SUPPLIED DATA →
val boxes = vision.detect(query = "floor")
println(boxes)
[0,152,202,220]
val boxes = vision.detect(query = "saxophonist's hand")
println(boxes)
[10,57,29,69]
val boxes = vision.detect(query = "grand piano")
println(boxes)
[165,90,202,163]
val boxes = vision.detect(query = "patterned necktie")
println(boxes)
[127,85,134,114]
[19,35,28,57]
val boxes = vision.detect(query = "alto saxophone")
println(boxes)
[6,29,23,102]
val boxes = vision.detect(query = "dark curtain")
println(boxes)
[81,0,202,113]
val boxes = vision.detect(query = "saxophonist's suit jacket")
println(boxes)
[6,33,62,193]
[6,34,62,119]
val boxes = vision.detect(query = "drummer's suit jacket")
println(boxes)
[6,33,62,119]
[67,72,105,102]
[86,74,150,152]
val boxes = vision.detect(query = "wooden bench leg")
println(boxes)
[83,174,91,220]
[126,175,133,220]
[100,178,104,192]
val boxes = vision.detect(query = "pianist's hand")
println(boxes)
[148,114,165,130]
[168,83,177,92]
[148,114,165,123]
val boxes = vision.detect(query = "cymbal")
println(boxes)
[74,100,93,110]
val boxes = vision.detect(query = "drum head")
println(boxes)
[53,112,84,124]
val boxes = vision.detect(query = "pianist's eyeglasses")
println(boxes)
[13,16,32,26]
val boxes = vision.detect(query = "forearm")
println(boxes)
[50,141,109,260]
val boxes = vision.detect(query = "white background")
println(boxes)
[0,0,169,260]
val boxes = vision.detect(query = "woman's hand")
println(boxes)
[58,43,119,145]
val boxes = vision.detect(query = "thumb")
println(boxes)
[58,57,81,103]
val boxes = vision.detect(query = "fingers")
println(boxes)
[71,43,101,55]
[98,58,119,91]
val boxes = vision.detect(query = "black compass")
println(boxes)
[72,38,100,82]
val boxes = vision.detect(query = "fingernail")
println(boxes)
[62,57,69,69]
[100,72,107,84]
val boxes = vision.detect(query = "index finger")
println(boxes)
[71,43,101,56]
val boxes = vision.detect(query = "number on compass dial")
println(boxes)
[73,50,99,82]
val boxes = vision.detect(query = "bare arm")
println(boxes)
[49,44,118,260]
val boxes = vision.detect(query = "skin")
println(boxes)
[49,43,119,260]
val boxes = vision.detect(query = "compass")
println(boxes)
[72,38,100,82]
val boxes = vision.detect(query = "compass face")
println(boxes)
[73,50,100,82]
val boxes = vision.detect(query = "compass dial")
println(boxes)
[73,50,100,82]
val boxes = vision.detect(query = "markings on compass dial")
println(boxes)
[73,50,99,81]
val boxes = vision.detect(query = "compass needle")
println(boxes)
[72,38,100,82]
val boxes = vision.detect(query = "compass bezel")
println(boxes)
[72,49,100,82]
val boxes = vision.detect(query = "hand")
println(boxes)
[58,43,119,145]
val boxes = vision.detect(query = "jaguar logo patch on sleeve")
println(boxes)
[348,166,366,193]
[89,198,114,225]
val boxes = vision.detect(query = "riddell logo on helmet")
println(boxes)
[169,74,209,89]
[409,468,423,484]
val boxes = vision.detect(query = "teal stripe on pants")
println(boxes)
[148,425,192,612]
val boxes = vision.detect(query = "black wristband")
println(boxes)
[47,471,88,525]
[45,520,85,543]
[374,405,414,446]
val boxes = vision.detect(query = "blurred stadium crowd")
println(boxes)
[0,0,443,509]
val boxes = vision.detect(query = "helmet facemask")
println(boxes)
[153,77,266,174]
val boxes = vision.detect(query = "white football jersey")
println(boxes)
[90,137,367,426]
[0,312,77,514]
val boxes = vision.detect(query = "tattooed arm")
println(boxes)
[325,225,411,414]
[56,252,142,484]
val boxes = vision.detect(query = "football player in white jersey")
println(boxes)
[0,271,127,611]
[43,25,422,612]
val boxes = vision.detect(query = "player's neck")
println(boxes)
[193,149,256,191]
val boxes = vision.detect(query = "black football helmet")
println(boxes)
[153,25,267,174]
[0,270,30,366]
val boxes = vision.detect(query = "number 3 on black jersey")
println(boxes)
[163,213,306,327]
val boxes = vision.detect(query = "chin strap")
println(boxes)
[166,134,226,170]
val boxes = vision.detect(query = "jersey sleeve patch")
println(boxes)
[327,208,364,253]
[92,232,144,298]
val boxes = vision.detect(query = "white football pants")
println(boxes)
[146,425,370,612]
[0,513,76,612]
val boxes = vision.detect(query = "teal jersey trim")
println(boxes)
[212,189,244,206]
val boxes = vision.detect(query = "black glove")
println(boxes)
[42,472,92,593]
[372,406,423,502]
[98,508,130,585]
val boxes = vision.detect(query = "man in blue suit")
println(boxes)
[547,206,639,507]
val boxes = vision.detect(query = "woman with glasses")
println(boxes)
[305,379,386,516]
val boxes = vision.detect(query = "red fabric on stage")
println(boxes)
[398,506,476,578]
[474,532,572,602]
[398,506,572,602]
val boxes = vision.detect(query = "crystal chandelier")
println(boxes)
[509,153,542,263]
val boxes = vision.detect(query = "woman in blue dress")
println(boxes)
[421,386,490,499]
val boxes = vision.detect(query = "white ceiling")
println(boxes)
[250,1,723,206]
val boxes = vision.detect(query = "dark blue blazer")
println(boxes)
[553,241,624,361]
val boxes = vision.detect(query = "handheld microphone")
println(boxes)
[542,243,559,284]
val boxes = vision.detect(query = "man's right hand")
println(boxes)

WORK TO COMPLETE → Please rewrite the listing above as a numbered list, one line per item, leaving out any blank lines.

RESULT OF THIS EXERCISE →
1. val boxes = vision.detect(query = "floor")
2. println(boxes)
3. [0,152,202,220]
4. val boxes = vision.detect(query = "saxophonist's hand")
5. println(boxes)
6. [10,57,29,69]
7. val boxes = vision.detect(query = "grand piano")
8. println(boxes)
9. [165,90,202,163]
10. val boxes = vision.detect(query = "patterned necktie")
11. println(boxes)
12. [127,85,134,114]
13. [19,35,28,57]
14. val boxes = vision.detect(query = "alto saxophone")
15. println(boxes)
16. [6,29,23,102]
17. val boxes = vision.detect(query = "dark curtain")
18. println(boxes)
19. [81,0,202,113]
20. val boxes = vision.detect(query = "saxophonist's suit jacket")
21. println(boxes)
22. [6,33,62,193]
23. [6,34,62,119]
24. val boxes = vision.detect(query = "drummer's suit jacket")
25. println(boxes)
26. [6,33,62,119]
27. [67,72,105,102]
28. [86,74,150,152]
29. val boxes = vision.detect(query = "wooden bench leg")
30. println(boxes)
31. [83,174,91,220]
32. [126,175,133,220]
33. [100,178,104,192]
34. val boxes = vision.detect(query = "pianist's hand")
35. println(boxes)
36. [148,114,165,130]
37. [168,83,177,92]
38. [148,114,165,123]
39. val boxes = vision.detect(query = "cymbal")
40. println(boxes)
41. [74,100,93,110]
42. val boxes = vision.detect(query = "drum head")
43. println(boxes)
44. [53,112,84,124]
45. val boxes = vision.detect(query = "pianist's eyeglasses")
46. println(boxes)
47. [13,16,32,26]
48. val boxes = vision.detect(query = "forearm")
49. println(boxes)
50. [50,141,109,260]
51. val boxes = vision.detect(query = "white background")
52. println(boxes)
53. [0,0,169,260]
54. val boxes = vision.detect(query = "woman's hand")
55. println(boxes)
56. [58,43,119,145]
57. val boxes = vision.detect(query = "thumb")
58. println(boxes)
59. [58,57,81,103]
60. val boxes = vision.detect(query = "fingers")
61. println(boxes)
62. [71,43,101,55]
63. [98,58,119,91]
64. val boxes = vision.detect(query = "black compass")
65. println(boxes)
66. [72,38,100,82]
67. val boxes = vision.detect(query = "fingernail")
68. println(boxes)
69. [62,57,69,69]
70. [100,72,107,84]
71. val boxes = vision.detect(query = "index finger")
72. println(boxes)
73. [71,43,101,56]
74. val boxes = vision.detect(query = "number on compass dial")
75. println(boxes)
76. [73,50,99,82]
77. val boxes = vision.detect(query = "bare arm")
78. println(boxes)
79. [49,44,118,260]
80. val boxes = vision.detect(query = "skin")
81. println(boxes)
82. [49,43,119,260]
83. val boxes = vision.detect(query = "compass")
84. println(boxes)
85. [72,38,100,82]
86. val boxes = vision.detect(query = "compass face")
87. println(boxes)
88. [73,50,100,82]
89. val boxes = vision.detect(query = "compass dial")
90. println(boxes)
91. [73,50,100,82]
92. val boxes = vision.detect(query = "markings on compass dial")
93. println(boxes)
94. [73,50,99,81]
95. val boxes = vision.detect(query = "compass needle")
96. println(boxes)
97. [72,38,100,82]
98. val boxes = vision.detect(query = "compass bezel")
99. println(boxes)
100. [72,49,100,82]
101. val boxes = vision.detect(query = "hand")
102. println(boxes)
103. [58,43,119,145]
104. val boxes = vision.detect(query = "jaguar logo patch on sleeve")
105. println(boxes)
106. [348,166,366,193]
107. [89,198,114,225]
108. val boxes = vision.detect(query = "riddell logo on helmet")
109. println(boxes)
110. [169,74,209,89]
111. [409,468,423,484]
112. val boxes = vision.detect(query = "teal stripe on pants")
113. println(boxes)
114. [148,425,192,612]
115. val boxes = vision.detect(query = "black wristband")
116. println(boxes)
117. [47,471,88,525]
118. [45,520,85,543]
119. [374,405,414,446]
120. val boxes = vision.detect(query = "blurred stadium crowd")
121. println(boxes)
122. [0,0,443,509]
123. val boxes = vision.detect(query = "helmet facemask")
124. println(boxes)
125. [153,77,266,174]
126. val boxes = vision.detect(query = "white football jersey")
127. println(boxes)
128. [90,137,367,426]
129. [0,312,77,514]
130. val boxes = vision.detect(query = "tattooed arm")
131. println(boxes)
132. [325,225,411,414]
133. [56,252,142,484]
134. val boxes = vision.detect(query = "football player in white jersey")
135. println(boxes)
136. [0,271,127,611]
137. [43,25,422,612]
138. val boxes = vision.detect(query = "player's neck")
139. println(boxes)
140. [193,149,256,191]
141. val boxes = vision.detect(query = "black football helmet")
142. println(boxes)
143. [153,25,267,174]
144. [0,270,30,366]
145. val boxes = vision.detect(query = "number 3 on black jersey")
146. println(boxes)
147. [163,213,306,327]
148. val boxes = vision.detect(query = "chin strap")
149. println(boxes)
150. [166,134,226,170]
151. val boxes = vision.detect(query = "jersey sleeve patch")
152. println(boxes)
153. [327,208,364,253]
154. [92,232,144,298]
155. val boxes = vision.detect(query = "white football pants")
156. println(boxes)
157. [146,425,370,612]
158. [0,513,76,612]
159. val boxes = vision.detect(query = "teal jersey trim")
160. println(boxes)
161. [212,189,244,206]
162. val boxes = vision.detect(query = "black glove")
163. println(boxes)
164. [42,472,92,593]
165. [372,406,423,502]
166. [98,508,130,585]
167. val boxes = vision.detect(query = "man in blue suit")
168. println(boxes)
169. [547,206,639,507]
170. val boxes = vision.detect(query = "woman with glasses")
171. println(boxes)
172. [305,379,386,516]
173. val boxes = vision.detect(query = "red fabric on stage")
174. println(boxes)
175. [398,506,476,578]
176. [474,532,572,602]
177. [398,506,572,602]
178. val boxes = vision.detect(query = "crystal chandelier")
179. println(boxes)
180. [509,153,542,263]
181. val boxes = vision.detect(query = "woman in blue dress")
182. println(boxes)
183. [421,386,490,499]
184. val boxes = vision.detect(query = "white ceiling")
185. println(boxes)
186. [250,1,723,206]
187. val boxes = vision.detect(query = "dark blue blazer")
188. println(boxes)
189. [553,241,624,361]
190. val boxes = vision.detect(query = "handheld microphone")
191. println(boxes)
192. [542,243,559,284]
193. val boxes = vision.detect(query = "man's right hand")
194. println(boxes)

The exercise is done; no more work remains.